[Outline entries for images]

————

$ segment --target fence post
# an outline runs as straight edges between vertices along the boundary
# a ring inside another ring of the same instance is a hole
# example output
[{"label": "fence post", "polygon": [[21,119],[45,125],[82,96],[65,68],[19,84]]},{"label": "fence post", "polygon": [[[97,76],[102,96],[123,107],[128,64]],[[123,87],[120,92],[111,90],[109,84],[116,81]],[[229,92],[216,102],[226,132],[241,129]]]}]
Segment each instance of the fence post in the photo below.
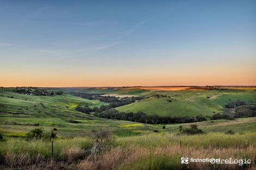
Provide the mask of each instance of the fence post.
[{"label": "fence post", "polygon": [[53,158],[53,140],[52,140],[52,158]]}]

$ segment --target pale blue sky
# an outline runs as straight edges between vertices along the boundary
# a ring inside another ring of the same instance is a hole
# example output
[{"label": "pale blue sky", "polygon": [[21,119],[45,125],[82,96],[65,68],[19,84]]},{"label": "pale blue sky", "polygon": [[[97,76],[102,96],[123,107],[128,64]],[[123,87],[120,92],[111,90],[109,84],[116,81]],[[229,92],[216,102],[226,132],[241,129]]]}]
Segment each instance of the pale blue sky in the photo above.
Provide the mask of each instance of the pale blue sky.
[{"label": "pale blue sky", "polygon": [[0,86],[256,85],[255,1],[0,1]]}]

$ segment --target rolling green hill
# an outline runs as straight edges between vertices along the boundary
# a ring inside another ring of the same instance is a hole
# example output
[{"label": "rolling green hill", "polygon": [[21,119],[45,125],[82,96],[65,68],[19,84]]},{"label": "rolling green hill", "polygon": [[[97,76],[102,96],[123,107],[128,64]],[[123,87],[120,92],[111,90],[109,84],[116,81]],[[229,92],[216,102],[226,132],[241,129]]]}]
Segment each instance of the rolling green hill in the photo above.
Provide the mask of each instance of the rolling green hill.
[{"label": "rolling green hill", "polygon": [[38,117],[95,118],[75,110],[78,105],[90,108],[108,104],[64,95],[37,96],[0,90],[0,112],[23,114]]},{"label": "rolling green hill", "polygon": [[[225,105],[237,100],[255,103],[256,93],[250,91],[181,90],[155,91],[165,96],[151,96],[129,105],[116,108],[119,111],[141,111],[149,115],[210,117],[214,112],[225,112]],[[170,100],[172,102],[168,102]]]}]

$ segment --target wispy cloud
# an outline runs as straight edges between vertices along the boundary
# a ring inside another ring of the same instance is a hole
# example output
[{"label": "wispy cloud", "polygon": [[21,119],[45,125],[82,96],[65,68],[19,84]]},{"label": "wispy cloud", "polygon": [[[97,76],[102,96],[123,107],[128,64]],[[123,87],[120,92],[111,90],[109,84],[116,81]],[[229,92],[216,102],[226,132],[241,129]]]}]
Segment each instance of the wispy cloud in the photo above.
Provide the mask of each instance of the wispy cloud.
[{"label": "wispy cloud", "polygon": [[88,23],[85,23],[82,24],[83,26],[91,26],[91,25],[94,25],[97,23],[97,22],[88,22]]},{"label": "wispy cloud", "polygon": [[131,29],[127,30],[125,30],[122,32],[118,33],[118,34],[120,35],[119,38],[121,38],[124,37],[130,34],[131,34],[132,32],[135,32],[136,30],[137,29],[138,29],[141,26],[142,26],[143,24],[145,23],[146,22],[148,22],[150,20],[151,20],[152,18],[147,19],[146,20],[144,20],[142,21],[139,22],[138,23],[134,26]]},{"label": "wispy cloud", "polygon": [[0,43],[0,48],[4,48],[13,45],[13,44],[7,43]]},{"label": "wispy cloud", "polygon": [[89,52],[89,51],[97,51],[100,50],[106,49],[111,47],[113,47],[118,44],[120,43],[120,42],[112,43],[111,44],[107,44],[105,45],[95,46],[93,47],[89,48],[80,48],[74,51],[75,52]]},{"label": "wispy cloud", "polygon": [[36,52],[41,52],[41,53],[59,53],[62,52],[62,50],[51,50],[51,49],[35,49],[34,50]]},{"label": "wispy cloud", "polygon": [[114,46],[115,45],[117,45],[119,43],[120,43],[120,42],[115,42],[115,43],[109,44],[109,45],[104,45],[104,46],[96,47],[95,48],[93,48],[93,49],[94,51],[105,49],[108,48],[109,47],[111,47]]}]

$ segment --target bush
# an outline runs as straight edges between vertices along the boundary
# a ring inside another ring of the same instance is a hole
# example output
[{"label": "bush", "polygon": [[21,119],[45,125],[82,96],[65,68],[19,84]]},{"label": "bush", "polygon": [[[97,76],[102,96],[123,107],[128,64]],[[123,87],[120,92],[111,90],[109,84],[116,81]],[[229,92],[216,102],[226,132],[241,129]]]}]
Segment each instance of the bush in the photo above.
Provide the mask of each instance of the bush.
[{"label": "bush", "polygon": [[3,138],[3,135],[0,133],[0,140],[2,140]]},{"label": "bush", "polygon": [[94,136],[95,141],[91,153],[95,154],[104,150],[109,150],[115,142],[112,132],[107,128],[100,128],[95,131]]},{"label": "bush", "polygon": [[47,134],[44,132],[44,129],[42,128],[35,128],[26,134],[26,137],[27,140],[51,140],[51,139],[55,138],[57,137],[56,134],[57,134],[54,133],[53,130],[52,130],[50,134]]}]

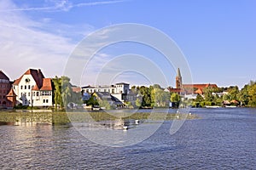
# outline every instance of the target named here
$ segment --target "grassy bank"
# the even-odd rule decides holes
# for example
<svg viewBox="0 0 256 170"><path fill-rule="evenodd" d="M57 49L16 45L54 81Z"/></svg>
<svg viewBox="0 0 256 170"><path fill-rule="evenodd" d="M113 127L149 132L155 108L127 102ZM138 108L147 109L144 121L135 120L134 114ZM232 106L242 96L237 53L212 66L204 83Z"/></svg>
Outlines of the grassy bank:
<svg viewBox="0 0 256 170"><path fill-rule="evenodd" d="M65 111L0 111L0 122L45 122L52 124L67 124L71 122L86 122L99 121L114 121L122 118L124 120L173 120L173 119L197 119L196 115L177 113L106 113L106 112L65 112Z"/></svg>

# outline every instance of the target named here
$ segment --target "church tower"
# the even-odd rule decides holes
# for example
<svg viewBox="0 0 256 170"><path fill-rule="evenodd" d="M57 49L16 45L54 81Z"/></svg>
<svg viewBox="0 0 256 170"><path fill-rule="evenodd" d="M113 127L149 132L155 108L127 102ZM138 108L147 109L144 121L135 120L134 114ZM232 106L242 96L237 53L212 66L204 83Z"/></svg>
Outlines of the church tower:
<svg viewBox="0 0 256 170"><path fill-rule="evenodd" d="M183 78L180 74L180 70L177 68L177 76L176 76L176 88L183 88Z"/></svg>

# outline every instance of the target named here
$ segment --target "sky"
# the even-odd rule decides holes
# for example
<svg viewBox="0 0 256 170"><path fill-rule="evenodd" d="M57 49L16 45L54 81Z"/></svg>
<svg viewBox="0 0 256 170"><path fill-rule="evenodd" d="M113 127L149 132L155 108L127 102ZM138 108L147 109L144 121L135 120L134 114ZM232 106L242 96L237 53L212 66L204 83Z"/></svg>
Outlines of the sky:
<svg viewBox="0 0 256 170"><path fill-rule="evenodd" d="M135 23L156 29L175 42L194 83L242 88L256 80L255 9L254 0L0 0L0 70L11 80L28 68L40 68L47 77L60 76L87 37L99 29ZM148 38L156 37L148 34ZM134 42L110 44L88 65L79 64L84 70L80 81L73 83L80 86L125 82L174 87L178 66L159 51ZM106 65L126 70L108 76ZM146 73L129 71L129 65L146 68ZM166 83L158 82L160 73L151 69L154 67ZM108 82L96 81L102 71ZM186 71L181 68L182 75Z"/></svg>

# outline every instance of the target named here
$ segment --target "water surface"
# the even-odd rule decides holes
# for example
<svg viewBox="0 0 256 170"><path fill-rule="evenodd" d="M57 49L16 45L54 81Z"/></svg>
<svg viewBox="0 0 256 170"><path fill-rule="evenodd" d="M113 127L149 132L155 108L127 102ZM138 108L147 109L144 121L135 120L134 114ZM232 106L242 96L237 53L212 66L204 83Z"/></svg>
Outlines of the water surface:
<svg viewBox="0 0 256 170"><path fill-rule="evenodd" d="M174 112L174 110L171 110ZM223 169L256 167L256 109L192 109L174 135L166 121L128 147L92 143L75 128L0 126L1 169ZM129 131L129 130L128 130Z"/></svg>

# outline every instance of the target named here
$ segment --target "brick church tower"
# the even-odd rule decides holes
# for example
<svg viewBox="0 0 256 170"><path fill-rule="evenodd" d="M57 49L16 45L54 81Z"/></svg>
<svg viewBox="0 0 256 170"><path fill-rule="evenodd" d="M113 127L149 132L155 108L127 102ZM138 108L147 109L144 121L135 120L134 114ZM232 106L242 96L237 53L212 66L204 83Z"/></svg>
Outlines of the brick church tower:
<svg viewBox="0 0 256 170"><path fill-rule="evenodd" d="M183 88L183 78L180 74L180 70L177 68L177 76L176 76L176 88Z"/></svg>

————

§ **WHAT IS EXPECTED**
Count the lines in the items above that contain the string "brick", treating uppercase and lowercase as different, and reply with the number alone.

§ **WRITTEN REPLY**
2